Zur leichteren Versorgung des Observatoriums wurde im Sommer 1942 eine provisorischen Materialseilbahn errichtet. Das 1889/90 auf einem Felsrücken gegenüber dem Berggasthof errichtete Wendelsteinkircherl trägt auch heute noch das Prädikat Deutschlands höchstgelegene Kirche.

[Kiepenheuer und Teilnehmer einer Wendelstein-Konferenz]

Kiepenheuer erläutert im Januar 1943 Teilnehmern einer Wendelstein-Konferenz die instrumentelle Ausstattung des Observatoriums. Bei diesem Treffen diskutierten zwanzig einflussreiche deutsche Wissenschaftler die Probleme des im Aufbau befindlichen Netzes von Sonnenobservatorien.

[Aufbau des Coelostaten][Aufbau des Coelostaten]
[Der Coelostat][Behausung des Coelostaten]

Am 17. Januar 1943 wurde unter extremen Bedingungen in einem bereits 1941 errichteten gesonderten Kuppelbau ein 30-cm-Coelostat montiert. Der Hauptspiegel des Gerätes folgte dem Lauf der Sonne und lenkte dabei das Sonnenlicht über den Spiegel rechts oben immer senkrecht in den Turm, wo schließlich von einer Linse ein ortsfestes Sonnenbild erzeugt wurde. Dieses konnte dann mit einem Spektrographen über einen komplexen Mechanismus monochromatisch untersucht und photographisch aufgezeichnet werden und erlaubte damit das Studium unterschiedlich tiefer Schichten der Sonnenphotosphäre. Die Aufnahme des kleinen Turms, der den Coelostaten beherbergte, stammt aus dem Oktober 1945.

▶ _Datensatzinhalt_:
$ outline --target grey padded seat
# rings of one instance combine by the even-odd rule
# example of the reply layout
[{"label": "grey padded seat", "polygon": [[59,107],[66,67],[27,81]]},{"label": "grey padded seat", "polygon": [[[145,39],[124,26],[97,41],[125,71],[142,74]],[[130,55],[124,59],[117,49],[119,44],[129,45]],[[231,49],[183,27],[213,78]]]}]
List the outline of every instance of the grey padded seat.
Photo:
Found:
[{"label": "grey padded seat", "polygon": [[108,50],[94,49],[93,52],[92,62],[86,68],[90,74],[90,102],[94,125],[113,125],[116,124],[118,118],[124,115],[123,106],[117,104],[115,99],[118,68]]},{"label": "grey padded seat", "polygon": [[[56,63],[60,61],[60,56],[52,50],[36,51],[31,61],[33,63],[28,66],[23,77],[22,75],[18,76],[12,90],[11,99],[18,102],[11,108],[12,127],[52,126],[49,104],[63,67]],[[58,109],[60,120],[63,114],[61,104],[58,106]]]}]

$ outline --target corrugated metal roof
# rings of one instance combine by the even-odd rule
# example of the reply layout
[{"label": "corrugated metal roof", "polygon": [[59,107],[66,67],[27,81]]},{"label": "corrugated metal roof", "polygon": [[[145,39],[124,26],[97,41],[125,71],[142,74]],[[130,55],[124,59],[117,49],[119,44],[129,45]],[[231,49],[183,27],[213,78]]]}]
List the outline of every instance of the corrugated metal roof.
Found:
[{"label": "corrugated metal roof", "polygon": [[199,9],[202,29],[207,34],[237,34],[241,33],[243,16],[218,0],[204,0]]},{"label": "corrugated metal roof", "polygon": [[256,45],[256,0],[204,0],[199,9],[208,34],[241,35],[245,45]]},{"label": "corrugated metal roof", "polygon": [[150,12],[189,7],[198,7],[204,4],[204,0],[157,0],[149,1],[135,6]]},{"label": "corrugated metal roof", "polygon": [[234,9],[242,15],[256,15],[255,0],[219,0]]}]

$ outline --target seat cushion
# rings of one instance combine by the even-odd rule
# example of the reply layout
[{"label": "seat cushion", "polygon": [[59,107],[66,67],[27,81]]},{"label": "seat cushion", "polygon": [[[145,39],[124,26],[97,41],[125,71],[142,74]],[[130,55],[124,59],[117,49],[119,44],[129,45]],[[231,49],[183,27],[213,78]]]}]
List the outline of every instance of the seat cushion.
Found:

▶ _Zu erledigen_:
1. Prüfe, ob die Aussagen (a) bis (c) mit dem Auszug zum Wendelstein-Observatorium übereinstimmen, und gib zu jeder Ja oder Nein samt den entscheidenden Worten aus dem Auszug als wörtliches Zitat an.
(a) Der Coelostat wurde in einem 1941 errichteten Kuppelbau montiert.
(b) An der Wendelstein-Konferenz im Januar 1943 nahmen dreißig Wissenschaftler teil.
(c) Das Wendelsteinkircherl wurde 1942 errichtet.
2. Beantworte anhand des Auszugs zum Wendelstein-Observatorium die folgenden Fragen jeweils kurz:
(a) Wann wurde die Materialseilbahn zur Versorgung des Observatoriums errichtet?
(b) Welches Prädikat trägt das Wendelsteinkircherl noch heute?
(c) Wohin lenkte der Hauptspiegel des Coelostaten das Sonnenlicht?
3. Führe den Auszug zum Wendelstein-Observatorium im Anschluss an seinen letzten Satz weiter.

▶ _Lösungen je Aufgabe_:
1.
(a) Ja: „in einem bereits 1941 errichteten gesonderten Kuppelbau ein 30-cm-Coelostat montiert“
(b) Nein: „diskutierten zwanzig einflussreiche deutsche Wissenschaftler“
(c) Nein: „Das 1889/90 auf einem Felsrücken gegenüber dem Berggasthof errichtete Wendelsteinkircherl“

2.
(a) Im Sommer 1942.
(b) Deutschlands höchstgelegene Kirche.
(c) Über den Spiegel rechts oben immer senkrecht in den Turm.

3.
[Hans Haffner bei der Arbeit]

Der aus Nördlingen stammende Astronom Hans Haffner (1912–1977) leitete ab 1941 bis Kriegsende Aufbau und Betrieb des Sonnenobservatoriums Wendelstein. Die Aufnahme zeigt ihn im Jahre 1943 in landestypischer Arbeitskleidung bei der Aufzeichnung von Sonnenflecken.

[Teilnehmer einer Konferenz der Alliierten am Wendelstein]

Mitte September 1945 fand auf dem Wendelstein eine Konferenz der Alliierten statt, bei der die unterschiedlichen Interessen der USA, Großbritanniens und Frankreichs bei der Nutzung der Sonnenüberwachung diskutiert wurden.

Nachdem am 20. April 1949 das Sonnenobservatorium per Gesetz der Militärregierung in den Besitz des Bayerischen Staates übergegangen war, wurde es infolge der rastlosen Bemühungen Schoenbergs mit Wirkung vom 1. Juli 1949 der Universitäts-Sternwarte angliedert. Da aber auch die Akademie Besitzansprüche anmeldet hatte, wurde als Kompromiss eine an der Akademie beheimatete Kommission Observatorium Wendelstein gegründet, die eine Zusammenarbeit mit dem Sonnenobservatorium Schauinsland koordinieren sollte. Außerdem wurde einem Wunsch des bayerischen Ministerrates entsprechend der Aufbau einer astrophysikalischen Station auf dem Ostgipfel des Wendelstein ins Auge gefasst.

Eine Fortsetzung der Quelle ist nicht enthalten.